- [What is being asked]
Transcribe the lines of the records starting with the one that has "building and return the coordinates." in it and ending with the last, and transcribe nothing else.

** Start of Source data **

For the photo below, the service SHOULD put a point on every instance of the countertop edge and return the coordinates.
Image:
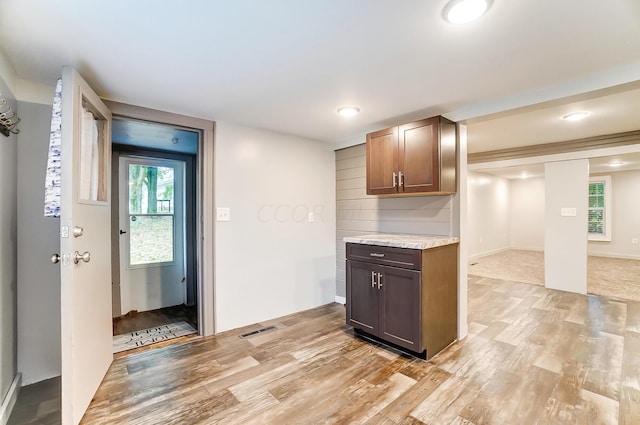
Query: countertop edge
(432, 242)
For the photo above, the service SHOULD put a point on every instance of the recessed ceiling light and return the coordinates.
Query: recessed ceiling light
(463, 11)
(348, 111)
(576, 116)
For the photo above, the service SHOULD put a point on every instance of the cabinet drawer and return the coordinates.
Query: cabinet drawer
(397, 257)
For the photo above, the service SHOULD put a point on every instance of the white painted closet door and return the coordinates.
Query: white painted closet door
(85, 229)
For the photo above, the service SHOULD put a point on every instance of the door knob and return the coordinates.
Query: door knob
(86, 257)
(77, 231)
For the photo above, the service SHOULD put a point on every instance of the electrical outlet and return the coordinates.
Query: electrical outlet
(223, 214)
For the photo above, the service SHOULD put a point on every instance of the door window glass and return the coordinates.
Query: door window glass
(151, 214)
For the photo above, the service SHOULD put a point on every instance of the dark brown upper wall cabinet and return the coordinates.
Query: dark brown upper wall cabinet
(414, 158)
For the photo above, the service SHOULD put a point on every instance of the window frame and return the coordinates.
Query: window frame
(608, 212)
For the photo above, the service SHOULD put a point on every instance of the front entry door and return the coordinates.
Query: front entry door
(85, 245)
(152, 229)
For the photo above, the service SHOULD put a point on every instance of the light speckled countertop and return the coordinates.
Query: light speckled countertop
(403, 241)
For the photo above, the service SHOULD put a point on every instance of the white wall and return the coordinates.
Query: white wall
(269, 260)
(565, 247)
(488, 214)
(626, 218)
(527, 214)
(8, 243)
(38, 279)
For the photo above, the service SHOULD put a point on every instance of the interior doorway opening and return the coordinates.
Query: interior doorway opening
(154, 253)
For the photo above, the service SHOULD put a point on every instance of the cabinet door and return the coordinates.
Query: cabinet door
(362, 296)
(382, 162)
(400, 307)
(418, 158)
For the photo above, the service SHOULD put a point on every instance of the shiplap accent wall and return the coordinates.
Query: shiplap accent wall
(360, 214)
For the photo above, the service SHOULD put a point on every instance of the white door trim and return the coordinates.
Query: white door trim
(204, 203)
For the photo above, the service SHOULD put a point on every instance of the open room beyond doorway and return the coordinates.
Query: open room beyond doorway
(155, 282)
(510, 201)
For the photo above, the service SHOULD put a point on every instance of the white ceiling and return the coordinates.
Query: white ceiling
(286, 65)
(597, 165)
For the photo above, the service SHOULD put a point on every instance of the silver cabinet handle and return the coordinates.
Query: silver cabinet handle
(86, 257)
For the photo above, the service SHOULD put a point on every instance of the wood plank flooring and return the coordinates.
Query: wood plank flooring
(532, 356)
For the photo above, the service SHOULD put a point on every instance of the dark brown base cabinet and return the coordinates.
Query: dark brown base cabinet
(406, 297)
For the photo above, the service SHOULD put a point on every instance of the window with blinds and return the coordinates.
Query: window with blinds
(599, 218)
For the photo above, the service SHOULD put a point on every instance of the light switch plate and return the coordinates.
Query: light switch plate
(223, 214)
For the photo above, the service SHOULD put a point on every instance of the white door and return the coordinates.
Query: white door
(152, 247)
(85, 244)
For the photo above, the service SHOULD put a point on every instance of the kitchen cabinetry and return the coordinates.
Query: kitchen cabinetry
(406, 297)
(414, 158)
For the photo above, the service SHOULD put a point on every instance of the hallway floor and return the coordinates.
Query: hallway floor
(533, 356)
(611, 277)
(132, 322)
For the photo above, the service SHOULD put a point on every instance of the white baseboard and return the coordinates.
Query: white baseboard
(528, 248)
(614, 255)
(486, 253)
(10, 399)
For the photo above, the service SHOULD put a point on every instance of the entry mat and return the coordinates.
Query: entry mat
(149, 336)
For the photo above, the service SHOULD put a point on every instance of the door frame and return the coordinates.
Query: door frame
(189, 215)
(204, 200)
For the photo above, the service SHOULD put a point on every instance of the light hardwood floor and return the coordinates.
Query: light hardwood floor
(617, 278)
(533, 356)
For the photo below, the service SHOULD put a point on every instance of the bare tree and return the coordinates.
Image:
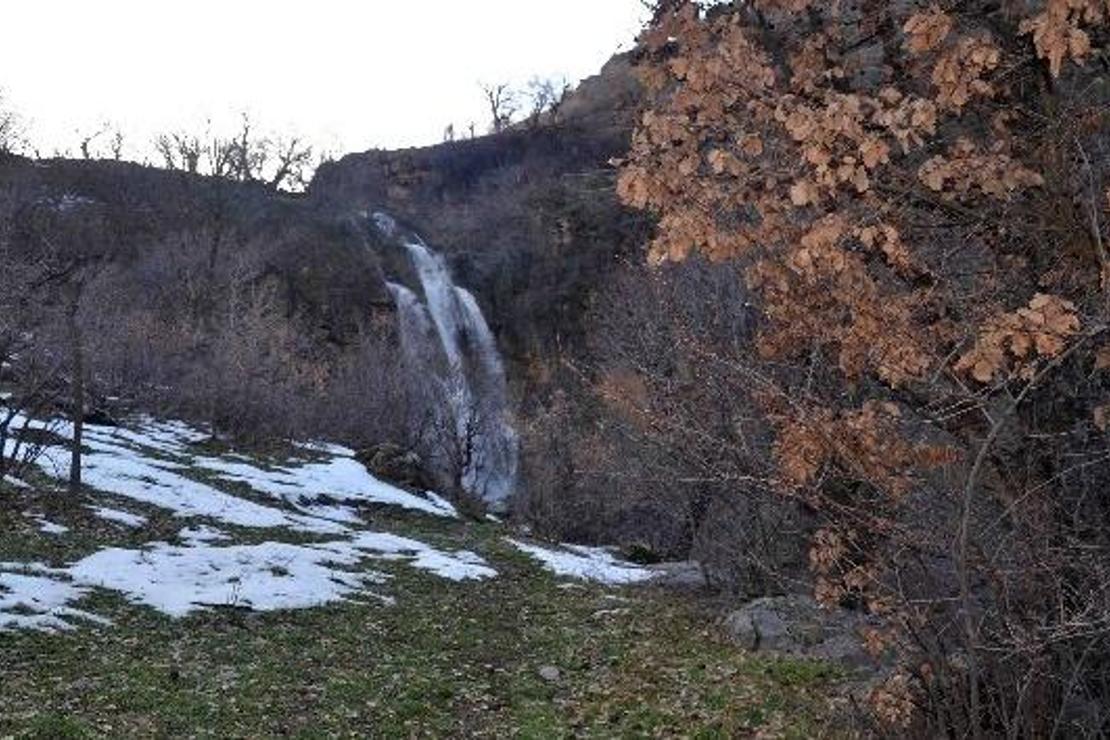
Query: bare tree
(502, 103)
(545, 95)
(180, 151)
(292, 163)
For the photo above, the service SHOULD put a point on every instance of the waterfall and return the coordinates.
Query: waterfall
(447, 341)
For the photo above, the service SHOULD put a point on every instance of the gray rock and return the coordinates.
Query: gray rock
(396, 465)
(797, 625)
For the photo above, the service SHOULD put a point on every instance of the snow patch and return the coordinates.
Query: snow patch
(39, 602)
(342, 478)
(179, 580)
(117, 516)
(49, 527)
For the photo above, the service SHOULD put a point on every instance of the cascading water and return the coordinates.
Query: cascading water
(447, 340)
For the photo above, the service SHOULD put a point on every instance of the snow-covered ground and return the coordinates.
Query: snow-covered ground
(594, 564)
(319, 499)
(154, 464)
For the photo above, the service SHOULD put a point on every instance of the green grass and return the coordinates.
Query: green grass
(446, 660)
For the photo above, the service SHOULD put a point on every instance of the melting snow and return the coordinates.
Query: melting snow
(178, 580)
(341, 478)
(594, 564)
(149, 464)
(201, 535)
(125, 518)
(50, 528)
(34, 601)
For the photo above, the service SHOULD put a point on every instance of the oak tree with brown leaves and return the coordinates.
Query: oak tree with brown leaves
(916, 194)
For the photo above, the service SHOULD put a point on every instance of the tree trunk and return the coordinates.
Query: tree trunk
(77, 411)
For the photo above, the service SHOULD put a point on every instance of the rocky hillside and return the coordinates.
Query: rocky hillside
(528, 215)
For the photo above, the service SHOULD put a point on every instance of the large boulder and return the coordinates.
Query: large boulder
(396, 465)
(797, 625)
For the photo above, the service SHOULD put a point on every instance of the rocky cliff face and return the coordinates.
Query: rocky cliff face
(527, 218)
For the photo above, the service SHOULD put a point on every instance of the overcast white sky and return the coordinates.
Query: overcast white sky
(350, 74)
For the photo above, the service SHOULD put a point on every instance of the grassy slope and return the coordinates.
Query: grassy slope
(447, 659)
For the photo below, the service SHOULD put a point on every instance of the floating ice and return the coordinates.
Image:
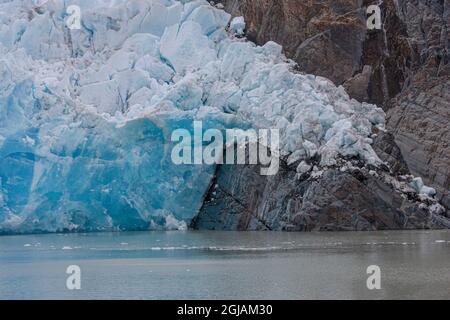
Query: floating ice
(86, 115)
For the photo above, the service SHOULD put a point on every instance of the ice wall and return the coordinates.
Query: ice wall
(86, 115)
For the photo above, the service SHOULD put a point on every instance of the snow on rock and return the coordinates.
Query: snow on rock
(86, 115)
(237, 25)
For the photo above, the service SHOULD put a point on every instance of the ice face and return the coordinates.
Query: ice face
(86, 115)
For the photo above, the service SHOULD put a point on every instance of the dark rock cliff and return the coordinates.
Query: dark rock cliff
(404, 67)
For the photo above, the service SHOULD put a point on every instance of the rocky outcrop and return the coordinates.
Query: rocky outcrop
(350, 197)
(403, 67)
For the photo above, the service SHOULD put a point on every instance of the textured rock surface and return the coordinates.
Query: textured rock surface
(241, 199)
(404, 67)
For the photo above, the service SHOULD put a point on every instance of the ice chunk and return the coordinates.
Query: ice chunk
(86, 115)
(237, 25)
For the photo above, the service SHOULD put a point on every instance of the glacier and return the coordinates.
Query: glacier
(86, 115)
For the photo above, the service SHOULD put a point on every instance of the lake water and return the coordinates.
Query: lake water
(227, 265)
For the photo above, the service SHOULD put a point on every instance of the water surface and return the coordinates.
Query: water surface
(227, 265)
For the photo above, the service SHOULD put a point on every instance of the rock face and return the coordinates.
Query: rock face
(403, 67)
(354, 199)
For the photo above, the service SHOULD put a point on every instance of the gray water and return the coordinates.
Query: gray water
(227, 265)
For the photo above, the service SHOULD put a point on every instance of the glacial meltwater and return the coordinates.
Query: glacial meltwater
(226, 265)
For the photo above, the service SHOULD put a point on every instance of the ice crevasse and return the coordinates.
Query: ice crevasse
(86, 115)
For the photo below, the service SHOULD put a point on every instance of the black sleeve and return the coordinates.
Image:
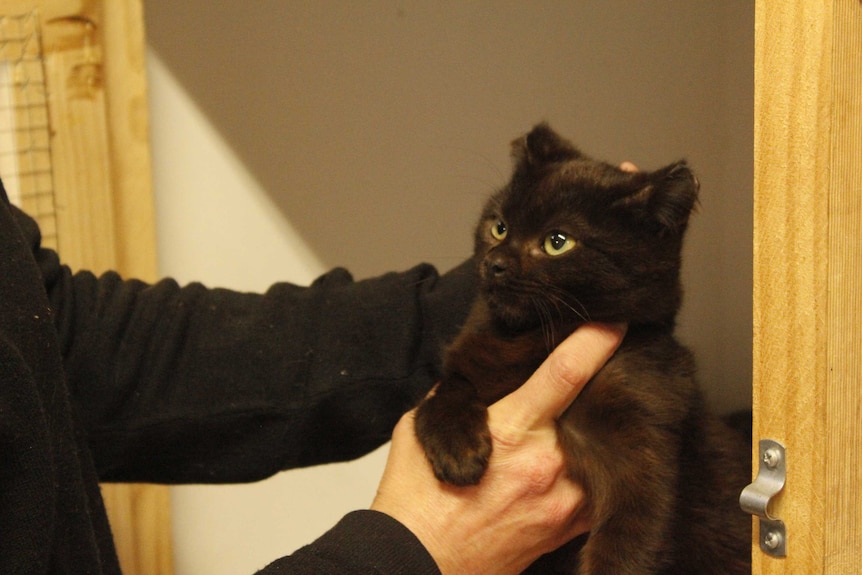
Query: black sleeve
(362, 543)
(189, 384)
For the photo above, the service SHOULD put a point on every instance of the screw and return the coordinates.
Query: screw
(772, 457)
(772, 540)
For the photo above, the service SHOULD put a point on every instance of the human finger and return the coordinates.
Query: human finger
(560, 378)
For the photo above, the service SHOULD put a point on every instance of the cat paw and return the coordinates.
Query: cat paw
(457, 443)
(463, 466)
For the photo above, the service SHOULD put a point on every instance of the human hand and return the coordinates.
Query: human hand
(525, 505)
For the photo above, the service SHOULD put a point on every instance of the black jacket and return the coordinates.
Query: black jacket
(106, 379)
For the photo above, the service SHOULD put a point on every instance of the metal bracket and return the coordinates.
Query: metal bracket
(755, 498)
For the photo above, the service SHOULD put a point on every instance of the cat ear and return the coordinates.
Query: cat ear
(667, 196)
(541, 146)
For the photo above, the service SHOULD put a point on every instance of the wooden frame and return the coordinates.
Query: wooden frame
(807, 254)
(808, 275)
(93, 67)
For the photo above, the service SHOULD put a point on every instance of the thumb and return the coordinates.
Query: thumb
(562, 376)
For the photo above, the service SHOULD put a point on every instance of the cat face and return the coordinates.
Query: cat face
(571, 239)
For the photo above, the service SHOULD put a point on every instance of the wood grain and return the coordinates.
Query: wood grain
(94, 68)
(808, 275)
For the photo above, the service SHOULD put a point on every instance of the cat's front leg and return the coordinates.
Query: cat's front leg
(452, 426)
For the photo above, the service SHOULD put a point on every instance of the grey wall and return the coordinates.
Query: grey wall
(377, 128)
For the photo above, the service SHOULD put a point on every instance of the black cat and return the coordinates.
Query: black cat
(567, 241)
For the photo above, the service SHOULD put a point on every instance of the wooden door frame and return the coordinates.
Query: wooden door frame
(94, 75)
(807, 388)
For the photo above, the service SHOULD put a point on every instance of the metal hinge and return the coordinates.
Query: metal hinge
(755, 498)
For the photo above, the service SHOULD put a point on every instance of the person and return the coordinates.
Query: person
(112, 379)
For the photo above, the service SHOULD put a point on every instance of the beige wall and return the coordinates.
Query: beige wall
(290, 137)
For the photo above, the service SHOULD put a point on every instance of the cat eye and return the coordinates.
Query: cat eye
(499, 230)
(558, 243)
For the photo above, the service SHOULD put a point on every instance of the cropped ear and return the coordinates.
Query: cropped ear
(541, 146)
(666, 197)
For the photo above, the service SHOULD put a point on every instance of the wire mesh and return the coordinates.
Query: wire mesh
(25, 132)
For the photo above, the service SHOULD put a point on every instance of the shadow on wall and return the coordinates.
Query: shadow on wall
(378, 128)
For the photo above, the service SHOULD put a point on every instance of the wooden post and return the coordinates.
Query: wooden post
(808, 275)
(95, 85)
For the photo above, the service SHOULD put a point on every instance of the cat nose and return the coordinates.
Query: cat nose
(496, 266)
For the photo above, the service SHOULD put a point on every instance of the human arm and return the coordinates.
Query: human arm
(525, 505)
(191, 384)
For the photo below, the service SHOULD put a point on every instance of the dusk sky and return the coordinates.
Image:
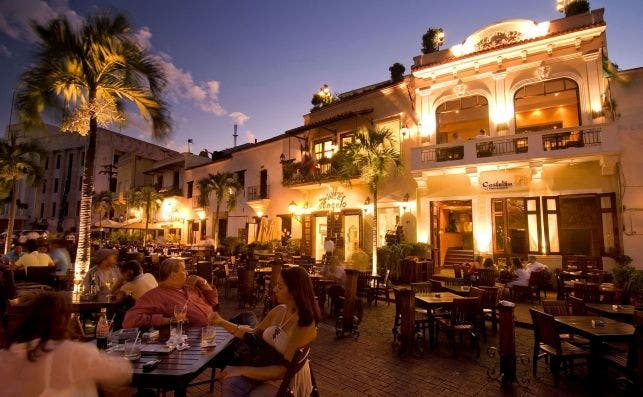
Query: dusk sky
(257, 63)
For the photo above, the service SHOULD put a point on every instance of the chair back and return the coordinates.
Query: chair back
(486, 277)
(421, 288)
(545, 329)
(491, 298)
(464, 311)
(555, 308)
(457, 271)
(577, 306)
(589, 293)
(436, 285)
(299, 359)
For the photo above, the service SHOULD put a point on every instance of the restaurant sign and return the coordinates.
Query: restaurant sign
(504, 180)
(333, 201)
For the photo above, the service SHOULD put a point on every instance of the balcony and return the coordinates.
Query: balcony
(303, 173)
(254, 193)
(550, 144)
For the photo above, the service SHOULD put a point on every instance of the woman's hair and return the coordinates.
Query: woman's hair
(516, 262)
(132, 266)
(301, 289)
(46, 318)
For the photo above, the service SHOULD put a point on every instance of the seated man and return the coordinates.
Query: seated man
(534, 266)
(133, 282)
(156, 307)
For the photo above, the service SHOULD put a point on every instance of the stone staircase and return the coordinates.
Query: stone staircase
(456, 256)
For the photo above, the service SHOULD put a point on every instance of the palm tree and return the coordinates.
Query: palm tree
(225, 187)
(102, 203)
(150, 199)
(88, 75)
(18, 160)
(372, 155)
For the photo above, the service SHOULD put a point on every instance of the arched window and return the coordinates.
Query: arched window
(547, 105)
(462, 118)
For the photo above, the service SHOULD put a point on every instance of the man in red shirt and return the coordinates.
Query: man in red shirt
(156, 307)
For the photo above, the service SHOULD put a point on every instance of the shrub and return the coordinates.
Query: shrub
(576, 7)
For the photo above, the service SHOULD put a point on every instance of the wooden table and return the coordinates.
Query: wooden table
(432, 301)
(618, 312)
(611, 331)
(178, 368)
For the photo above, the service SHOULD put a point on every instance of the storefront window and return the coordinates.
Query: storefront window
(547, 105)
(462, 119)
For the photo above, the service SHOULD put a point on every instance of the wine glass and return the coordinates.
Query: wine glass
(181, 314)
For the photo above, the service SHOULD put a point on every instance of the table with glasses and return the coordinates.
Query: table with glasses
(609, 331)
(623, 313)
(179, 367)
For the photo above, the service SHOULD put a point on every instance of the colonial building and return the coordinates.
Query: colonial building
(55, 204)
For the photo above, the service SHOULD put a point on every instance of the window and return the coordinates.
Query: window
(582, 224)
(323, 149)
(241, 177)
(516, 225)
(547, 105)
(190, 186)
(462, 118)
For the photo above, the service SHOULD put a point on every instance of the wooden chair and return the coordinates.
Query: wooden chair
(486, 277)
(577, 306)
(489, 306)
(462, 321)
(547, 343)
(589, 293)
(299, 359)
(631, 362)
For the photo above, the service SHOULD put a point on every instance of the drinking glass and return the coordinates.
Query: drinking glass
(208, 336)
(132, 349)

** End of Source data **

- [Full output]
For the photo above, the service SHOULD put a point on every instance of the colonial building and return the coordinates.
Query: colonial building
(55, 204)
For the photo above, the service SHOULD put a point on every instance of the window and return the coordinates.
Query: window
(582, 224)
(323, 149)
(241, 177)
(516, 225)
(547, 105)
(190, 186)
(462, 118)
For the photo above, the service SHOULD put a point on every instance of the wooden chair and return the coordinates.
Query: wooden chair
(486, 277)
(577, 306)
(489, 306)
(462, 321)
(547, 343)
(589, 293)
(299, 359)
(631, 362)
For the photo above, the service SHOULD put a point on every instance of the drinking glass and return the coordinates.
Query: drinking glass
(208, 336)
(132, 349)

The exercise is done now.